Dataset entries:
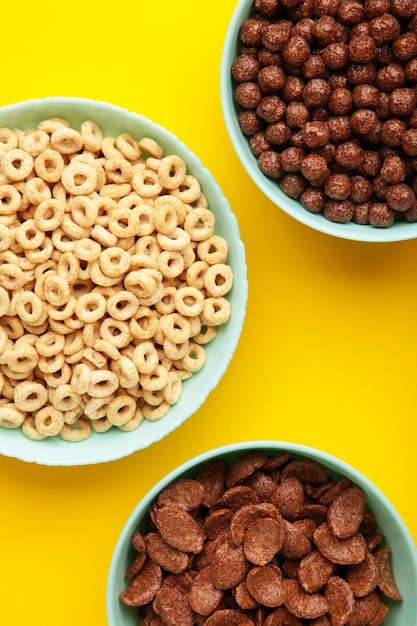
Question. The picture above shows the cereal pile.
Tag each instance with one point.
(112, 280)
(266, 540)
(327, 91)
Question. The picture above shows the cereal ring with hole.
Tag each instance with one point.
(30, 396)
(102, 383)
(78, 431)
(49, 165)
(49, 421)
(199, 224)
(121, 410)
(16, 164)
(79, 179)
(172, 171)
(10, 417)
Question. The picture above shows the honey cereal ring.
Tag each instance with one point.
(29, 236)
(78, 431)
(66, 140)
(114, 262)
(84, 210)
(16, 164)
(199, 224)
(10, 200)
(29, 307)
(218, 280)
(121, 410)
(79, 179)
(30, 396)
(49, 165)
(145, 181)
(128, 146)
(213, 250)
(216, 311)
(176, 327)
(189, 190)
(145, 357)
(195, 358)
(189, 301)
(172, 171)
(115, 332)
(122, 305)
(177, 240)
(10, 417)
(34, 142)
(57, 291)
(49, 214)
(91, 135)
(37, 190)
(102, 383)
(90, 307)
(49, 421)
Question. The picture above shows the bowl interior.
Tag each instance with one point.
(398, 231)
(398, 538)
(115, 444)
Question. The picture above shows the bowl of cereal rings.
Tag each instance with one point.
(264, 532)
(122, 282)
(319, 100)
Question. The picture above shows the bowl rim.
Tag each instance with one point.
(399, 231)
(333, 463)
(60, 453)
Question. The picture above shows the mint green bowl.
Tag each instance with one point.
(115, 444)
(398, 538)
(397, 232)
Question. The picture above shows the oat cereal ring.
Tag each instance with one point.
(114, 262)
(177, 240)
(115, 332)
(121, 410)
(218, 280)
(90, 307)
(10, 200)
(122, 305)
(152, 413)
(16, 164)
(91, 135)
(189, 301)
(194, 360)
(145, 181)
(79, 178)
(8, 139)
(213, 250)
(30, 396)
(49, 421)
(29, 307)
(49, 165)
(199, 224)
(145, 357)
(172, 171)
(216, 311)
(57, 291)
(78, 431)
(84, 210)
(176, 327)
(10, 417)
(66, 140)
(128, 146)
(144, 325)
(189, 190)
(102, 383)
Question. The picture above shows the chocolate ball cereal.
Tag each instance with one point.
(331, 87)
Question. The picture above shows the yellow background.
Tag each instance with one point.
(327, 356)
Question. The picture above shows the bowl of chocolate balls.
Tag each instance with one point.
(319, 99)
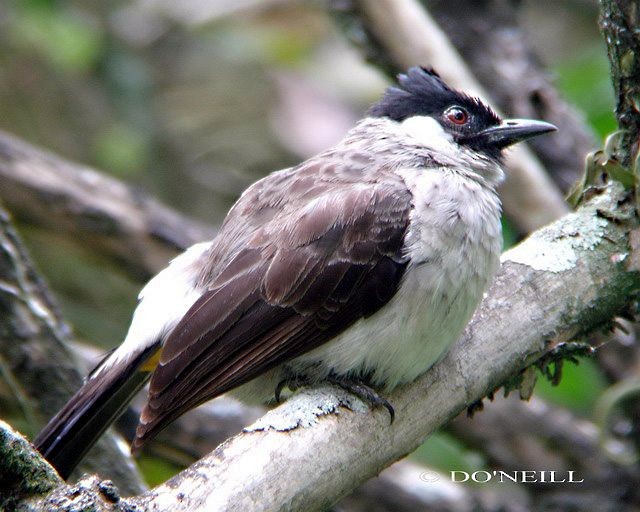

### Exercise
Rewrite the entries above with "instance" replaced by "occurrence" and nothing else changed. Leave the pictures out of your answer.

### Result
Question. The picture above shows the cereal pile.
Tag each occurrence with one point.
(112, 280)
(266, 540)
(327, 91)
Question. The picture above shows the cereal ring with hole.
Tag each occurrence with one point.
(30, 396)
(102, 383)
(78, 431)
(49, 165)
(49, 421)
(199, 224)
(121, 410)
(16, 164)
(79, 179)
(172, 171)
(10, 417)
Question. The picture above shows the honey cereal ring.
Tag each occurrence with one point.
(29, 236)
(78, 431)
(66, 140)
(114, 262)
(84, 210)
(16, 164)
(199, 224)
(10, 200)
(29, 307)
(218, 280)
(121, 410)
(79, 179)
(30, 396)
(49, 165)
(145, 181)
(128, 146)
(213, 250)
(216, 311)
(176, 327)
(189, 190)
(145, 357)
(195, 358)
(189, 301)
(172, 171)
(115, 332)
(122, 305)
(177, 240)
(10, 417)
(34, 142)
(57, 291)
(49, 214)
(91, 135)
(37, 190)
(102, 383)
(90, 307)
(49, 421)
Question. The picture above shows the bowl interior.
Tag each occurrence with one point.
(398, 231)
(398, 538)
(115, 444)
Question. The picture above shows the bowl of cereal rings.
Tag each occurrence with one point.
(264, 532)
(122, 282)
(319, 100)
Question. The picture above shows the bowl rim.
Tag each occurrence with one point.
(399, 231)
(333, 463)
(60, 453)
Question. The picture above shows the mint green bowl.
Tag each occurrence with one point.
(115, 444)
(398, 538)
(397, 232)
Question. The picture above shows the oat cereal ring.
Tag each occurrence with one point.
(114, 262)
(177, 240)
(115, 332)
(121, 410)
(218, 280)
(90, 307)
(10, 200)
(122, 305)
(152, 413)
(16, 164)
(91, 135)
(189, 301)
(194, 360)
(145, 181)
(79, 178)
(8, 139)
(213, 250)
(30, 396)
(49, 421)
(29, 307)
(49, 165)
(199, 224)
(145, 357)
(172, 171)
(216, 311)
(57, 291)
(78, 431)
(84, 210)
(176, 327)
(10, 417)
(66, 140)
(128, 146)
(144, 325)
(189, 190)
(102, 383)
Question. The picture above shows the chocolate ball cereal.
Tag each occurrence with one point.
(331, 87)
Question. The picture above shows the yellow background.
Tag each occurrence with one point.
(327, 356)
Question. The picture above shows the bowl of chocolate balls.
Tag each occurrence with one point.
(319, 99)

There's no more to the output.